**** Extracted records ****
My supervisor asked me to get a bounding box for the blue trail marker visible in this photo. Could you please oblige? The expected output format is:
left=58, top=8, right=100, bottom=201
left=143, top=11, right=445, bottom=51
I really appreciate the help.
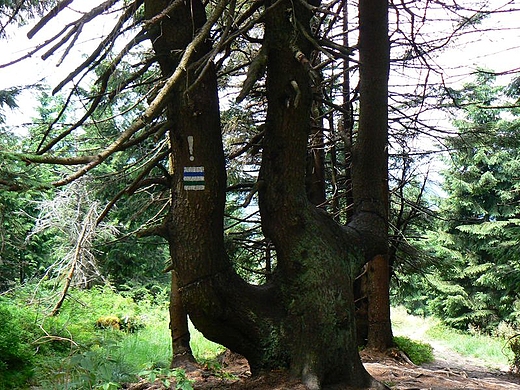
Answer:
left=183, top=167, right=204, bottom=191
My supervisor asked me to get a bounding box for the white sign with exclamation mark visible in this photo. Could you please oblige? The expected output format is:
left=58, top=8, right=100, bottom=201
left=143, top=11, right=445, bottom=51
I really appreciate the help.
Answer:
left=188, top=135, right=195, bottom=161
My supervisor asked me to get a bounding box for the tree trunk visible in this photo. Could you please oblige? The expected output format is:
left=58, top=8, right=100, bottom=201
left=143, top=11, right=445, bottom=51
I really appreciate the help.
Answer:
left=145, top=0, right=386, bottom=390
left=353, top=0, right=393, bottom=350
left=170, top=271, right=195, bottom=368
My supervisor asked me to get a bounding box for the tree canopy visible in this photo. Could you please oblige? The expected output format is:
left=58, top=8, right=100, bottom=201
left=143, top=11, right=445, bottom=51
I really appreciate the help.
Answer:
left=0, top=0, right=516, bottom=389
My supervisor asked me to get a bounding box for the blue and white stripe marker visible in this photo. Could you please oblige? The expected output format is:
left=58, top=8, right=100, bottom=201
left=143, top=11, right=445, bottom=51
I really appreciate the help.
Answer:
left=183, top=167, right=204, bottom=191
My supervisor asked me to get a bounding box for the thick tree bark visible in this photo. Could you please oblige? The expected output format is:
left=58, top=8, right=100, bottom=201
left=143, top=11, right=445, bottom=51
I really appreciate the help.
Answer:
left=145, top=0, right=388, bottom=390
left=170, top=271, right=195, bottom=368
left=352, top=0, right=393, bottom=350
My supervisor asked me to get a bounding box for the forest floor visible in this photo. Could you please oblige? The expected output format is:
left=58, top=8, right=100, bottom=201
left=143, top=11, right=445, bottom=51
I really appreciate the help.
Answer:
left=127, top=344, right=520, bottom=390
left=128, top=310, right=520, bottom=390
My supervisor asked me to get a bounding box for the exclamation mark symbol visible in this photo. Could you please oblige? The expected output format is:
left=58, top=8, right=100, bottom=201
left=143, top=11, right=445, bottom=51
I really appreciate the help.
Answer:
left=188, top=135, right=195, bottom=161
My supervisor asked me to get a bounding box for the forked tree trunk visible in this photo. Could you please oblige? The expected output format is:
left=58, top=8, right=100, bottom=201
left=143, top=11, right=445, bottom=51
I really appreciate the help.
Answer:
left=145, top=0, right=386, bottom=390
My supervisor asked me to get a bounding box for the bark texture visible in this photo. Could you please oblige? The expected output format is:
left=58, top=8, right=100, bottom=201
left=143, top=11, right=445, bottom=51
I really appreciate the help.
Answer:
left=352, top=0, right=392, bottom=350
left=145, top=0, right=385, bottom=390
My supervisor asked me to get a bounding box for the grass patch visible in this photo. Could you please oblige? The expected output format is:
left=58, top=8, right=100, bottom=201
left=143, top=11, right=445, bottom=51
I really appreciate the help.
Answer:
left=392, top=307, right=513, bottom=367
left=426, top=324, right=512, bottom=366
left=394, top=336, right=433, bottom=366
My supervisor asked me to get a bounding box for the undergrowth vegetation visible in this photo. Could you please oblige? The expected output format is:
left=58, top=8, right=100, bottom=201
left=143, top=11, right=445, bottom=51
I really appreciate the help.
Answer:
left=0, top=286, right=222, bottom=390
left=0, top=284, right=520, bottom=390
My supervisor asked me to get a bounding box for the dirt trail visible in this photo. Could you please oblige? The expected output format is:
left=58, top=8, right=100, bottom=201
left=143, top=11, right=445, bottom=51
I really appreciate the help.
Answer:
left=364, top=313, right=520, bottom=390
left=126, top=313, right=520, bottom=390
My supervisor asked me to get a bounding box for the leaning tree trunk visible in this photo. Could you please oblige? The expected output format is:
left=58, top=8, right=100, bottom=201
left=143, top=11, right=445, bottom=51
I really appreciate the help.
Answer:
left=352, top=0, right=393, bottom=350
left=145, top=0, right=386, bottom=390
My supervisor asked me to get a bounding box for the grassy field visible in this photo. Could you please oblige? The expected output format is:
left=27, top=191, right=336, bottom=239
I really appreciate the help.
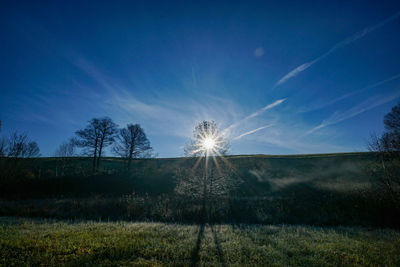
****
Given task:
Transcribe everything from the line containing "for the undergrowth" down to the end of the listing, both ends included. Leave the pictures out.

Answer below:
My supervisor asked me to get a bounding box for the undergrowth vegetation visible in this photo. Could you please oblige? The expected output format is:
left=58, top=8, right=100, bottom=201
left=143, top=11, right=445, bottom=51
I really appreciate the help.
Answer:
left=0, top=286, right=222, bottom=390
left=0, top=284, right=520, bottom=390
My supervisor asked me to get a bounding box for the dirt trail visible in this photo. Could you please oblige? The expected output format is:
left=58, top=8, right=100, bottom=201
left=143, top=11, right=445, bottom=51
I really appreciate the help.
Answer:
left=364, top=313, right=520, bottom=390
left=126, top=313, right=520, bottom=390
My supervisor asked me to get a bounding box for the leaning tree trunk visible in this photo. Could you please oblige? The expected output format is:
left=58, top=8, right=100, bottom=201
left=143, top=11, right=445, bottom=51
I really appreciate the help.
Answer:
left=352, top=0, right=393, bottom=350
left=145, top=0, right=386, bottom=390
My supervisor asked me to get a bounding box for the grassy field visible in this photo. Could you please oblige? The expected output format is:
left=27, top=191, right=336, bottom=239
I really appreciate the help.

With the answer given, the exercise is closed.